** BEGIN SOURCE EXCERPT **

EMPIRICAL STUDIES ON THE CONVERGENCE OF FEA-TURE SPACES IN DEEP LEARNING Anonymous

Abstract

While deep learning is effective to learn features/representations from data, the distributions of samples in feature spaces learned by various architectures for different training tasks, e.g., latent layers of Autoencoders (AEs) and feature vectors in Convolutional Neural Network (CNN) classifiers, have not been well-studied or compared. We hypothesize that the feature spaces of networks trained by various architectures (AEs or CNNs) and tasks (supervised, unsupervised, or selfsupervised learning) share some common subspaces, no matter what types of architectures or whether the labels have been used in feature learning. To test our hypothesis, through Singular Value Decomposition (SVD) of feature vectors, we demonstrate that one could linearly project the feature vectors of the same group of samples to a similar distribution, where the distribution is represented as the top left singular vector (i.e., principal subspace of feature vectors), namely P-vector. We further assess the convergence of feature space learning using angles between P-vectors obtained from the well-trained model and its checkpoint per epoch during the learning procedure, where a quasi-monotonic converging trend from nearly orthogonal to smaller angles (e.g., 10 • ) has been observed. Finally, we carry out case studies to connect P-vectors to the data distribution, and generalization performance. Extensive experiments with practically-used Multi-Layer Perceptron (MLP), AE and CNN architectures for classification, image reconstruction, and self-supervised learning tasks on MNIST, CIFAR-10 and CIFAR-100 datasets have been done to support our claims with solid evidences.

** END SOURCE EXCERPT **

* **EXERCISE DIRECTIONS**
In the abstract on feature-space convergence, what is the top left singular vector of the feature vectors called? The lines after this have nothing to do with it.

** BEGIN INFORMATION SHOWN **

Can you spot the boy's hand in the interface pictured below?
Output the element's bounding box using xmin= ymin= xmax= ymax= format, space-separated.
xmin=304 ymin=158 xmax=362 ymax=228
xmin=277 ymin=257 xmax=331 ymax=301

** END INFORMATION SHOWN **

* **THE COMPLETED TASK**
P-vector